── TEXTAUSZUG ──
Ein Beitrag von Christian Göbel zu unserem Ukraine-Dossier.

Russischer Soldat im Theater von Mariupol, 12. April 2022

Ein russischer Soldat im zerstörten Theater von Mariupol, in dem Frauen und Kinder Zuflucht gesucht hatten. Über 300 starben bei einem russischen Angriff am 16. März 2022

picture alliance / EPA | SERGEI ILNITSKY

In Deutschland ist militärische Ethik eng mit dem Begriff der »Inneren Führung« verbunden, deren Tauglichkeit für Kriegs- und Kampfeinsätze in jüngerer Zeit aber wiederholt – auch in der Bundeswehr – angezweifelt worden ist. Mit den Grundprinzipien der Inneren Führung verankert die Bundeswehr innerhalb des Militärs ethische Werte, die sich aus der Freiheitlich-Demokratischen Grundordnung des Grundgesetzes und dem Menschenrechtsethos ergeben, zu dem sich die Weltgemeinschaft in der Charta der Vereinten Nationen (VN) im Jahr 1945 bekannt hat. Dieser Wertehorizont kann als Vergleichspunkt zur Beurteilung des Verhaltens der ukrainischen und russischen Streitkräfte im derzeitigen Kriegsgeschehen und zugleich der Selbstvergewisserung dienen. Das Vorgehen der russischen Streitkräfte stellt dabei als Negativbeispiel grausam vor Augen, wohin ein Mangel an Ethik im Militär führen kann.
───
── EXTRAHIERTE EINTRÄGE ──
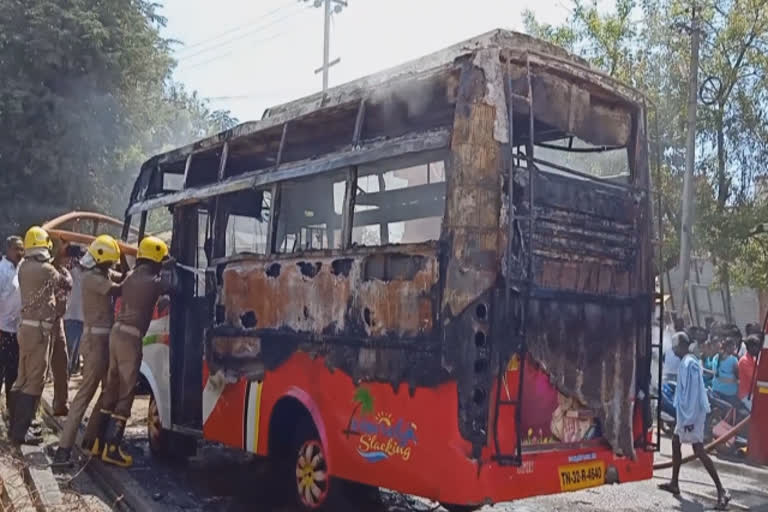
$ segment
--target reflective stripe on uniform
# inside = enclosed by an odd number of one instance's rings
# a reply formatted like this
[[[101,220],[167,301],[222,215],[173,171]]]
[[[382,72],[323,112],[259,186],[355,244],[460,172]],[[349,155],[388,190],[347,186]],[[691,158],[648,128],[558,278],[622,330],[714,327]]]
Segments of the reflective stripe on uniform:
[[[43,329],[48,330],[53,327],[51,322],[43,322],[42,320],[22,320],[21,325],[26,325],[27,327],[42,327]]]
[[[96,335],[103,335],[103,334],[109,334],[110,331],[109,327],[86,327],[83,329],[84,334],[96,334]]]
[[[136,327],[133,327],[132,325],[125,325],[118,322],[115,324],[115,327],[117,328],[117,330],[122,331],[126,334],[130,334],[135,338],[141,338],[141,331],[139,331]]]

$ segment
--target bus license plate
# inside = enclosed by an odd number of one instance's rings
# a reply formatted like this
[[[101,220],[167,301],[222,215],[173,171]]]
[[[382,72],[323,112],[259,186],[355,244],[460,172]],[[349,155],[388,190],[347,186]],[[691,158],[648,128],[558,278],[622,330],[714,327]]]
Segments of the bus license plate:
[[[575,491],[605,483],[605,463],[601,460],[560,466],[557,471],[560,473],[562,491]]]

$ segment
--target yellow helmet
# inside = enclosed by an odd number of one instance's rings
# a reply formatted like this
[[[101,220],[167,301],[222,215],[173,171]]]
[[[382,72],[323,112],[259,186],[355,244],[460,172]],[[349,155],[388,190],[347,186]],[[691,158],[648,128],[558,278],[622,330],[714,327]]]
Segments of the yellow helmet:
[[[148,236],[139,244],[137,259],[160,263],[168,256],[168,246],[156,236]]]
[[[24,249],[47,249],[52,247],[51,237],[40,226],[32,226],[24,235]]]
[[[120,246],[117,240],[109,235],[101,235],[88,246],[90,254],[97,264],[117,263],[120,261]]]

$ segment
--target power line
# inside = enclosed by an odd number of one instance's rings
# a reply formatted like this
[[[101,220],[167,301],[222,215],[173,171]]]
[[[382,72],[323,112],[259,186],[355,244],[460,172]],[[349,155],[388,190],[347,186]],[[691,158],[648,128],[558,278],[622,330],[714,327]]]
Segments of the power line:
[[[309,2],[310,0],[303,0]],[[328,71],[331,66],[341,62],[340,58],[330,61],[331,53],[331,14],[339,14],[344,7],[348,7],[346,0],[314,0],[315,7],[324,7],[325,18],[323,23],[323,65],[315,70],[315,74],[323,73],[323,92],[328,90]]]
[[[185,55],[183,57],[177,57],[176,60],[179,61],[179,62],[187,61],[187,60],[189,60],[189,59],[191,59],[193,57],[197,57],[198,55],[203,55],[205,53],[209,53],[209,52],[211,52],[213,50],[216,50],[218,48],[221,48],[221,47],[224,47],[224,46],[228,46],[228,45],[230,45],[232,43],[235,43],[235,42],[240,41],[242,39],[245,39],[247,37],[250,37],[250,36],[253,36],[255,34],[258,34],[259,32],[262,32],[263,30],[265,30],[265,29],[267,29],[269,27],[277,25],[278,23],[281,23],[281,22],[285,21],[286,19],[294,16],[295,14],[298,14],[301,11],[303,11],[303,8],[301,6],[299,6],[298,9],[294,9],[292,11],[289,11],[285,16],[282,16],[280,18],[272,20],[269,23],[265,23],[263,25],[259,25],[258,27],[255,27],[254,29],[249,30],[248,32],[245,32],[245,33],[243,33],[241,35],[238,35],[236,37],[231,37],[231,38],[226,39],[226,40],[224,40],[224,41],[222,41],[220,43],[217,43],[215,45],[212,45],[212,46],[209,46],[207,48],[203,48],[201,50],[198,50],[198,51],[196,51],[196,52],[194,52],[192,54]]]
[[[291,31],[290,29],[283,30],[282,32],[278,32],[277,34],[273,34],[273,35],[271,35],[269,37],[265,37],[265,38],[262,38],[262,39],[257,39],[255,41],[251,41],[251,44],[257,45],[257,44],[266,43],[268,41],[272,41],[274,39],[277,39],[278,37],[284,36],[287,33],[289,33],[290,31]],[[229,50],[229,51],[224,52],[224,53],[218,53],[218,54],[214,55],[213,57],[206,58],[206,59],[204,59],[202,61],[199,61],[199,62],[193,62],[191,64],[182,64],[182,65],[180,65],[176,69],[177,70],[184,70],[184,71],[189,71],[191,69],[197,69],[197,68],[200,68],[202,66],[205,66],[206,64],[210,64],[211,62],[217,61],[219,59],[223,59],[225,57],[229,57],[233,53],[235,53],[234,49]]]
[[[251,18],[250,20],[248,20],[245,23],[241,23],[240,25],[235,25],[234,27],[231,27],[231,28],[229,28],[229,29],[227,29],[227,30],[225,30],[223,32],[219,32],[216,35],[213,35],[211,37],[207,37],[205,39],[202,39],[200,41],[197,41],[197,42],[189,44],[189,45],[184,45],[184,47],[181,48],[180,50],[178,50],[176,53],[177,54],[179,54],[179,53],[186,53],[189,50],[192,50],[194,48],[198,48],[200,46],[204,46],[204,45],[206,45],[206,44],[208,44],[208,43],[210,43],[212,41],[216,41],[217,39],[221,39],[222,37],[231,35],[233,32],[239,32],[240,30],[242,30],[244,28],[250,27],[254,22],[263,20],[264,18],[269,18],[269,17],[277,14],[278,12],[280,12],[280,11],[290,7],[291,5],[295,5],[295,2],[293,0],[291,0],[289,2],[286,2],[285,4],[282,4],[280,7],[272,9],[271,11],[269,11],[269,12],[267,12],[265,14],[259,15],[258,17],[255,17],[255,18]]]

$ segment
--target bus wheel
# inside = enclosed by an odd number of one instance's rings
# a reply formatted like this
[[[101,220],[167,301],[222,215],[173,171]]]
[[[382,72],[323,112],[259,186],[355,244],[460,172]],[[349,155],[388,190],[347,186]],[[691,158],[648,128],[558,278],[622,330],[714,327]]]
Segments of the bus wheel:
[[[307,509],[316,509],[328,498],[330,475],[325,451],[315,439],[307,439],[296,456],[296,490],[299,503]]]
[[[440,506],[448,512],[473,512],[480,509],[474,505],[451,505],[450,503],[440,503]]]
[[[292,445],[293,464],[286,465],[282,474],[292,484],[292,501],[302,510],[372,510],[380,503],[378,488],[331,478],[325,449],[311,421],[298,424]]]
[[[149,451],[159,458],[168,456],[168,432],[163,428],[160,420],[160,409],[157,407],[155,395],[149,395],[149,407],[147,408],[147,438],[149,439]]]

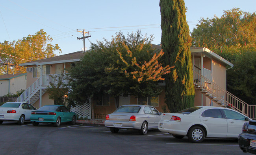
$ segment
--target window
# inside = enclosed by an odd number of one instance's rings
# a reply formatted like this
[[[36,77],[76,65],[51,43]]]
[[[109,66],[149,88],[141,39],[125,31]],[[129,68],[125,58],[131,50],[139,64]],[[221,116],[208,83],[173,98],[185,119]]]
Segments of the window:
[[[96,106],[108,106],[109,105],[109,95],[104,93],[102,96],[96,98]]]
[[[150,107],[150,109],[152,111],[153,115],[159,115],[159,112],[156,109],[152,107]]]
[[[146,106],[144,108],[144,113],[146,114],[153,114],[152,111],[151,111],[151,109],[150,109],[150,107],[148,106]]]
[[[138,104],[147,105],[154,107],[159,106],[158,96],[138,98]]]
[[[50,65],[43,65],[43,75],[49,75],[50,74]]]
[[[41,69],[39,67],[33,66],[33,77],[37,78],[40,77]]]
[[[208,117],[223,118],[221,110],[219,109],[206,110],[202,113],[202,116]]]
[[[64,106],[61,106],[61,111],[63,112],[69,112],[69,110],[66,107],[64,107]]]
[[[245,117],[237,112],[226,109],[223,109],[222,110],[227,119],[245,120]]]

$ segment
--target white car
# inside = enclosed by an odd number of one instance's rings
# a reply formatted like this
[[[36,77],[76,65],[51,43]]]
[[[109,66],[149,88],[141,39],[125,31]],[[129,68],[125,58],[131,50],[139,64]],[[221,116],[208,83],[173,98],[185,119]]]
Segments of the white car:
[[[143,105],[127,105],[106,116],[105,126],[113,133],[119,129],[138,130],[146,135],[148,129],[157,129],[160,113],[154,107]]]
[[[191,142],[200,142],[205,137],[237,138],[243,124],[250,120],[231,109],[196,107],[162,114],[158,129],[176,138],[187,136]]]
[[[31,112],[36,109],[31,104],[24,102],[6,102],[0,106],[0,124],[4,120],[17,121],[23,124],[30,119]]]

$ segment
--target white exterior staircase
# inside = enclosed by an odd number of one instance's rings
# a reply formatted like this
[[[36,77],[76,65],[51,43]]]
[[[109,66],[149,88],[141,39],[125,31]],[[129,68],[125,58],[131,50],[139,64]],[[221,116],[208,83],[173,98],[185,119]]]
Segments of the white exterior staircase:
[[[229,107],[251,119],[256,119],[256,105],[250,105],[193,71],[194,86],[211,100],[224,107]]]
[[[56,80],[56,78],[61,76],[60,74],[43,75],[42,81],[41,81],[41,78],[39,78],[17,98],[17,102],[29,102],[33,104],[39,98],[40,89],[42,89],[43,95],[47,91],[48,86],[50,86],[50,82],[57,84],[58,80]],[[66,84],[68,80],[63,80],[63,82],[64,84]]]

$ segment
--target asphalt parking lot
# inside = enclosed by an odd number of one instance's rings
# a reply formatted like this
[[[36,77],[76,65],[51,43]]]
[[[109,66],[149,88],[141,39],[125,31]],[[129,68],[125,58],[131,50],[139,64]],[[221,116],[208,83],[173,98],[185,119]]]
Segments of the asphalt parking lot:
[[[244,154],[236,139],[208,138],[192,143],[187,137],[176,139],[158,130],[144,135],[126,129],[113,133],[96,124],[63,124],[54,127],[5,121],[0,131],[0,155]]]

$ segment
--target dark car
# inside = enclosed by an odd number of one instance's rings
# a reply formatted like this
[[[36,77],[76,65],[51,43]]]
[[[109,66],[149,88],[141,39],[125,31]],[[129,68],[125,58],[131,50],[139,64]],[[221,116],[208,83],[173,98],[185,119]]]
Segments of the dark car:
[[[240,148],[244,153],[256,154],[256,120],[250,120],[244,124],[242,131],[238,137]]]

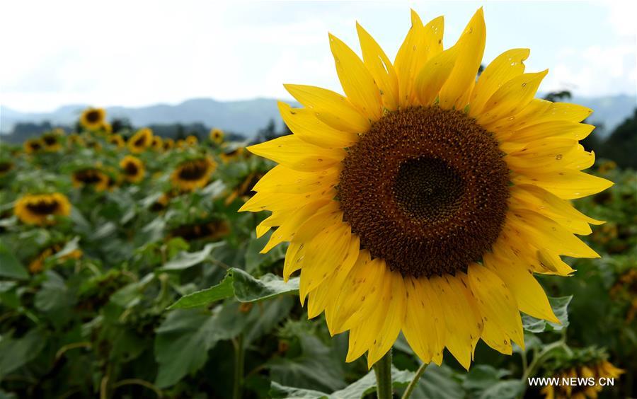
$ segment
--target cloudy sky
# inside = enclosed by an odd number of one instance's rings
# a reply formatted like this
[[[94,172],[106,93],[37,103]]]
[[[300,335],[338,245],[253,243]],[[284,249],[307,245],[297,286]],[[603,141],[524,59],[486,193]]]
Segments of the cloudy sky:
[[[355,21],[391,58],[409,8],[445,18],[445,47],[484,6],[485,61],[531,48],[540,90],[637,92],[637,1],[19,1],[0,16],[0,103],[139,106],[209,97],[289,98],[283,83],[338,90],[328,32],[357,52]],[[1,115],[0,115],[1,116]]]

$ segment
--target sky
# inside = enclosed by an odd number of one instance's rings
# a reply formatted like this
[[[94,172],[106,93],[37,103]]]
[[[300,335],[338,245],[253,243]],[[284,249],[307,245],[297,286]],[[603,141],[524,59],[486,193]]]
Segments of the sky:
[[[393,59],[410,26],[444,16],[444,46],[483,6],[484,63],[528,47],[540,91],[637,94],[637,1],[7,1],[0,104],[143,106],[194,98],[291,99],[282,84],[342,92],[328,32],[360,54],[355,21]],[[0,115],[1,118],[1,115]]]

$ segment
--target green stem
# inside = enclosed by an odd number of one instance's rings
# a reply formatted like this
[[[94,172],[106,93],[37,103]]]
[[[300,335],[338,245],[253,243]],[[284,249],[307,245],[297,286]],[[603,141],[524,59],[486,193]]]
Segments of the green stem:
[[[239,334],[236,340],[233,340],[234,344],[234,386],[232,389],[232,397],[234,399],[241,399],[241,389],[243,386],[243,361],[246,352],[243,350],[243,335]]]
[[[378,399],[391,399],[391,349],[374,364]]]
[[[418,367],[418,370],[416,371],[416,374],[413,376],[413,379],[407,386],[407,389],[405,390],[405,393],[403,394],[403,399],[409,399],[409,397],[411,396],[411,393],[413,392],[416,384],[418,383],[418,381],[420,379],[420,376],[425,372],[425,369],[427,369],[428,365],[428,363],[420,364],[420,366]]]

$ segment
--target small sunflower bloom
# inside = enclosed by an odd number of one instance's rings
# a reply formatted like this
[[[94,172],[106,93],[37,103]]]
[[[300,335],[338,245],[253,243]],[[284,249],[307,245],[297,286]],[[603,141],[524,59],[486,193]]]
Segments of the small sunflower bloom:
[[[87,108],[80,117],[80,125],[87,130],[98,130],[104,126],[105,119],[103,108]]]
[[[612,183],[581,170],[591,110],[535,98],[547,71],[527,49],[497,57],[476,80],[482,9],[444,49],[443,18],[411,28],[392,63],[360,25],[362,58],[329,35],[345,96],[285,85],[293,134],[248,147],[277,162],[240,211],[271,211],[263,252],[289,242],[308,316],[349,331],[352,362],[371,367],[402,332],[425,363],[447,348],[469,369],[479,340],[524,346],[520,311],[558,323],[534,273],[568,275],[561,255],[598,258],[574,234],[600,224],[570,200]]]
[[[216,168],[217,163],[208,157],[185,161],[173,171],[171,180],[182,191],[193,191],[205,187]]]
[[[127,155],[120,161],[120,168],[124,178],[129,183],[139,183],[144,179],[146,168],[142,160],[132,155]]]
[[[224,142],[224,131],[221,129],[213,128],[210,129],[210,140],[217,144],[221,144]]]
[[[128,139],[128,151],[133,154],[140,154],[151,146],[153,142],[153,131],[144,127]]]
[[[59,192],[28,194],[16,202],[13,213],[25,224],[53,224],[54,216],[71,214],[71,202]]]

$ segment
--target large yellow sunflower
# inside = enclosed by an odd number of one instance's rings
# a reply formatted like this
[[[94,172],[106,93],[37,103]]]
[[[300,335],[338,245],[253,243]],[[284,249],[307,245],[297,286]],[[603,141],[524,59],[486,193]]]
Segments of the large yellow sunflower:
[[[132,155],[127,155],[120,161],[120,168],[124,178],[130,183],[139,183],[144,179],[146,168],[142,160]]]
[[[208,184],[217,163],[210,158],[185,161],[177,166],[171,175],[173,185],[182,191],[192,191]]]
[[[106,120],[103,108],[86,108],[80,117],[80,125],[88,130],[101,129]]]
[[[216,127],[210,129],[210,139],[214,143],[220,144],[224,142],[224,131]]]
[[[569,200],[612,183],[580,172],[591,111],[534,98],[546,71],[524,72],[528,50],[476,80],[481,8],[447,50],[442,17],[411,17],[394,63],[358,25],[362,59],[330,35],[345,96],[285,86],[304,108],[280,103],[294,134],[248,148],[279,165],[240,210],[272,211],[263,252],[289,241],[284,277],[300,270],[308,316],[350,331],[348,362],[371,366],[402,331],[424,362],[446,347],[468,369],[481,338],[524,345],[520,311],[558,321],[533,273],[599,256],[573,233],[602,222]]]
[[[54,216],[70,214],[71,202],[59,192],[28,194],[16,202],[13,213],[27,224],[52,224]]]
[[[108,190],[111,185],[108,175],[97,168],[78,169],[73,173],[71,180],[74,187],[93,187],[97,192]]]
[[[128,150],[133,154],[144,152],[153,142],[153,131],[144,127],[128,139]]]

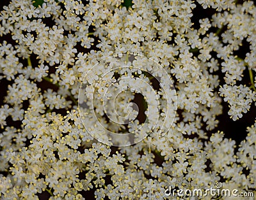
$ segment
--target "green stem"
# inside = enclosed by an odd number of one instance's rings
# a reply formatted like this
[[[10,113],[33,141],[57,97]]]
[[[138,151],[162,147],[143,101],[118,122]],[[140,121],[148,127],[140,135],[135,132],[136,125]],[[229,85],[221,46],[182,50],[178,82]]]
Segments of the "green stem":
[[[252,85],[250,88],[252,88],[253,89],[253,90],[256,92],[256,88],[254,86],[253,74],[252,69],[250,68],[248,63],[244,62],[244,59],[243,59],[239,57],[236,57],[236,59],[239,61],[243,61],[244,66],[246,66],[248,68],[248,71],[249,71],[250,80],[251,84],[252,84]]]
[[[47,82],[49,82],[49,83],[51,83],[54,85],[55,86],[60,87],[60,85],[59,85],[58,83],[55,83],[55,84],[53,83],[52,83],[52,80],[51,78],[47,77],[47,76],[44,76],[44,77],[43,77],[43,79],[44,79],[44,80],[46,80]]]
[[[218,36],[222,32],[222,31],[223,31],[223,29],[224,29],[224,25],[222,25],[222,26],[220,29],[218,29],[217,30],[217,31],[215,32],[215,34],[217,36]]]
[[[28,61],[28,66],[32,67],[31,60],[30,60],[29,57],[27,59],[27,61]]]
[[[252,69],[249,69],[249,68],[248,68],[248,70],[249,70],[249,75],[250,75],[250,80],[251,80],[251,84],[252,84],[251,87],[253,89],[254,91],[256,92],[256,88],[254,86],[253,75],[252,73]]]
[[[196,53],[198,51],[199,51],[199,49],[198,48],[191,48],[189,50],[189,53]]]

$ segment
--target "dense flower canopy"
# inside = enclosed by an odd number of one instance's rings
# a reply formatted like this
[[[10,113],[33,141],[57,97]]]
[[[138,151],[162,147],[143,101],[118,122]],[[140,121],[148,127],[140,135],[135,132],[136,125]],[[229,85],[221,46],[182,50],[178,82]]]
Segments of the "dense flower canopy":
[[[194,22],[198,7],[211,15]],[[255,37],[252,1],[11,1],[0,198],[192,199],[165,191],[217,182],[255,196],[256,122],[239,144],[218,120],[223,101],[234,121],[255,104]],[[232,197],[195,199],[212,198]]]

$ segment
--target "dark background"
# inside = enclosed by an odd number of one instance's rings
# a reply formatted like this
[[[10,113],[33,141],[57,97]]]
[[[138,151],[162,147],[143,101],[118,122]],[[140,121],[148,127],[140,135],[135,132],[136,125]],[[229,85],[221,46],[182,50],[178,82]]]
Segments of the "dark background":
[[[38,1],[34,3],[35,5],[36,6],[36,4],[40,4],[40,2],[42,2],[40,1]],[[243,3],[243,1],[238,1],[237,3]],[[196,8],[195,8],[193,11],[193,17],[191,18],[191,20],[195,24],[195,27],[198,28],[199,25],[198,21],[200,18],[204,18],[205,17],[211,18],[211,16],[216,12],[216,11],[211,8],[204,10],[200,5],[197,4],[197,3],[195,3],[196,4]],[[9,1],[1,1],[0,10],[3,10],[3,6],[8,6],[8,4]],[[125,3],[123,4],[123,5],[125,6],[131,6],[131,1],[125,1]],[[223,29],[223,31],[225,31],[225,29]],[[6,40],[8,43],[11,43],[12,44],[15,43],[14,41],[12,41],[10,34],[0,37],[1,43],[3,43],[3,40]],[[250,52],[250,49],[248,47],[248,44],[244,40],[243,41],[243,45],[240,48],[238,51],[236,52],[235,54],[241,58],[244,58],[246,53]],[[31,58],[32,62],[35,61],[33,59]],[[23,61],[21,62],[25,61]],[[221,73],[221,72],[219,71],[217,71],[216,74],[218,75],[220,77],[220,84],[221,85],[223,85],[224,83],[224,80],[223,79],[223,73]],[[253,75],[255,76],[254,72]],[[8,85],[9,84],[12,84],[12,82],[8,82],[5,79],[0,80],[0,105],[4,104],[3,101],[4,99],[4,97],[6,95]],[[47,88],[52,88],[53,89],[56,89],[56,87],[54,88],[54,85],[52,85],[51,83],[43,81],[38,84],[39,86],[43,89]],[[247,86],[250,86],[251,83],[249,77],[249,71],[248,69],[246,69],[244,72],[244,78],[243,80],[238,82],[237,85],[238,84],[243,84]],[[143,103],[140,100],[141,99],[141,97],[138,96],[135,99],[135,101],[136,101],[136,103],[139,104],[140,107],[143,106]],[[27,107],[28,105],[28,102],[24,102],[24,107]],[[246,136],[246,127],[248,126],[251,126],[255,122],[256,116],[256,108],[254,103],[253,103],[250,111],[246,113],[243,113],[243,117],[242,118],[239,118],[238,120],[234,122],[230,118],[230,116],[227,114],[229,110],[228,103],[223,101],[222,105],[223,106],[223,114],[217,117],[217,119],[220,120],[220,123],[216,130],[211,131],[211,132],[216,132],[217,130],[222,131],[224,132],[226,138],[234,139],[236,141],[237,145],[238,145],[239,143],[242,140],[244,139]],[[64,113],[65,113],[65,110],[61,110],[60,111],[60,112],[64,112]],[[141,119],[142,118],[143,118],[143,115],[141,115],[141,113],[140,113],[139,115],[139,118]],[[10,118],[8,118],[8,122],[9,125],[20,125],[20,122],[12,122],[12,120]],[[94,191],[86,192],[83,194],[83,196],[84,196],[85,197],[90,199],[94,198]],[[41,199],[48,199],[48,197],[49,197],[49,194],[47,192],[44,192],[42,194],[39,194],[38,196]]]

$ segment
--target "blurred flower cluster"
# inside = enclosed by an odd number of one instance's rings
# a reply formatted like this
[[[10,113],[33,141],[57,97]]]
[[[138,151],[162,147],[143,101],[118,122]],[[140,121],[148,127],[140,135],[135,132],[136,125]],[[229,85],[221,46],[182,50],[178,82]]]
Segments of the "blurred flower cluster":
[[[128,1],[12,0],[2,8],[1,199],[83,199],[92,191],[97,199],[163,199],[169,186],[206,189],[217,182],[255,192],[256,122],[236,144],[218,131],[218,120],[222,101],[233,120],[255,103],[253,1]],[[195,23],[198,6],[212,15]],[[109,85],[133,90],[104,110]],[[138,98],[144,121],[131,104],[136,91],[147,97]],[[96,103],[84,100],[94,96]],[[157,117],[166,128],[164,117],[172,124],[161,136],[152,124]],[[113,146],[106,130],[140,130],[145,139],[136,141],[137,132],[131,145]]]

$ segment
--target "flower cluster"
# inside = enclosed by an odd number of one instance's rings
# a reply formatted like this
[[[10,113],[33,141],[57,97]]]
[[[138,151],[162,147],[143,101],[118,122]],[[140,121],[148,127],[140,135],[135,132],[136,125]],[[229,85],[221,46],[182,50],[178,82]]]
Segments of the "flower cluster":
[[[239,2],[3,6],[0,198],[164,199],[217,182],[256,196],[256,122],[240,144],[218,128],[223,101],[237,120],[256,101],[256,6]],[[212,14],[195,22],[197,8]]]

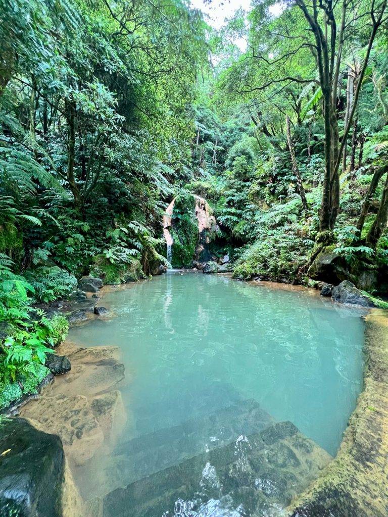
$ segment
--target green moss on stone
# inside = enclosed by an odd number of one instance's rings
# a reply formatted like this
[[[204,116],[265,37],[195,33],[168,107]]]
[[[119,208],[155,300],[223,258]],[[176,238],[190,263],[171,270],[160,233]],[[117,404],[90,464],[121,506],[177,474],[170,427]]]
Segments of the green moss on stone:
[[[0,224],[0,252],[21,252],[23,235],[12,223]]]
[[[139,261],[134,260],[130,264],[119,265],[112,264],[104,255],[97,255],[95,257],[91,275],[101,278],[108,285],[136,282],[144,278]]]
[[[6,376],[0,381],[0,410],[18,402],[23,395],[37,393],[38,385],[50,374],[50,370],[39,362],[35,363],[34,370],[35,375],[21,374],[14,382]]]
[[[50,337],[53,340],[53,345],[56,346],[60,344],[67,336],[69,331],[69,322],[67,318],[62,314],[55,314],[51,319],[52,331]]]

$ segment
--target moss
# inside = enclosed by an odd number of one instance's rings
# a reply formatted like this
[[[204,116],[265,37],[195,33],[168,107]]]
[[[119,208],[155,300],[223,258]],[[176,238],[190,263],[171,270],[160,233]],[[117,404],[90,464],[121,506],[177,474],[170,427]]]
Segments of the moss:
[[[234,268],[232,278],[239,280],[248,280],[252,278],[255,272],[251,266],[244,263]]]
[[[0,224],[0,252],[12,251],[17,254],[23,249],[23,235],[12,223]]]
[[[131,264],[118,265],[112,264],[104,255],[97,255],[95,257],[91,275],[101,278],[108,285],[136,282],[144,278],[139,261],[134,260]]]
[[[0,382],[0,410],[11,403],[18,402],[24,395],[37,393],[38,386],[50,374],[50,370],[38,362],[35,363],[34,369],[35,375],[21,374],[14,382],[6,376],[5,379]]]
[[[55,314],[51,319],[52,331],[50,337],[53,340],[53,345],[56,346],[60,344],[67,336],[69,331],[69,322],[65,316]]]

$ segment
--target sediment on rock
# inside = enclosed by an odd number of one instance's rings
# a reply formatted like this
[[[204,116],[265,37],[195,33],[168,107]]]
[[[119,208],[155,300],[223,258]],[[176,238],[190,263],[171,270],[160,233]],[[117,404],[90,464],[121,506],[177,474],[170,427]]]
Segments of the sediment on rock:
[[[22,409],[22,416],[59,436],[70,467],[90,460],[125,423],[120,392],[124,376],[116,347],[77,348],[65,342],[71,370],[55,378],[39,399]]]
[[[364,390],[338,454],[292,517],[386,517],[388,515],[388,314],[366,317]]]

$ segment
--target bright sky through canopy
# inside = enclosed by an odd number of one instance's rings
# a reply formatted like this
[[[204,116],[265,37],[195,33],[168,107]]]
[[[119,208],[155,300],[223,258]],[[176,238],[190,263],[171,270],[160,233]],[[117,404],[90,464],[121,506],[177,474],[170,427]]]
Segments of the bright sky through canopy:
[[[206,21],[217,30],[221,28],[225,23],[226,18],[231,18],[235,11],[242,8],[248,12],[250,6],[250,0],[213,0],[210,3],[205,3],[203,0],[191,0],[191,6],[200,9],[209,16]],[[276,16],[282,11],[281,2],[272,6],[270,11],[272,14]],[[234,43],[242,50],[245,51],[246,42],[245,38],[236,39]]]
───
--- SCHRIFTLICHE AUFGABE 1 ---
Gib bitte aus dem Textauszug zur Inneren Führung den Abschnitt von "In Deutschland ist" bis "Militär führen kann." wortgetreu aus.
--- SCHRIFTLICHE AUFGABE 2 ---
In welchem Jahr hat sich die Weltgemeinschaft laut dem Textauszug in der Charta der Vereinten Nationen zum Menschenrechtsethos bekannt?
--- SCHRIFTLICHE AUFGABE 3 ---
Entscheide für jede Aussage, ob sie mit dem Textauszug übereinstimmt, und belege dein Ja oder Nein mit den entscheidenden Worten daraus.
(a) Beim russischen Angriff auf das Theater von Mariupol am 16. März 2022 starben über 300 Menschen.
(b) Die Tauglichkeit der Inneren Führung für Kriegs- und Kampfeinsätze ist bisher nie angezweifelt worden.
(c) Das Vorgehen der ukrainischen Streitkräfte dient als Negativbeispiel für einen Mangel an Ethik im Militär.

--- ENDERGEBNIS 1 ---
In Deutschland ist militärische Ethik eng mit dem Begriff der »Inneren Führung« verbunden, deren Tauglichkeit für Kriegs- und Kampfeinsätze in jüngerer Zeit aber wiederholt – auch in der Bundeswehr – angezweifelt worden ist. Mit den Grundprinzipien der Inneren Führung verankert die Bundeswehr innerhalb des Militärs ethische Werte, die sich aus der Freiheitlich-Demokratischen Grundordnung des Grundgesetzes und dem Menschenrechtsethos ergeben, zu dem sich die Weltgemeinschaft in der Charta der Vereinten Nationen (VN) im Jahr 1945 bekannt hat. Dieser Wertehorizont kann als Vergleichspunkt zur Beurteilung des Verhaltens der ukrainischen und russischen Streitkräfte im derzeitigen Kriegsgeschehen und zugleich der Selbstvergewisserung dienen. Das Vorgehen der russischen Streitkräfte stellt dabei als Negativbeispiel grausam vor Augen, wohin ein Mangel an Ethik im Militär führen kann.

--- ENDERGEBNIS 2 ---
Im Jahr 1945.

--- ENDERGEBNIS 3 ---
(a) Ja: „Über 300 starben bei einem russischen Angriff am 16. März 2022“
(b) Nein: „in jüngerer Zeit aber wiederholt – auch in der Bundeswehr – angezweifelt worden ist“
(c) Nein: „Das Vorgehen der russischen Streitkräfte stellt dabei als Negativbeispiel grausam vor Augen“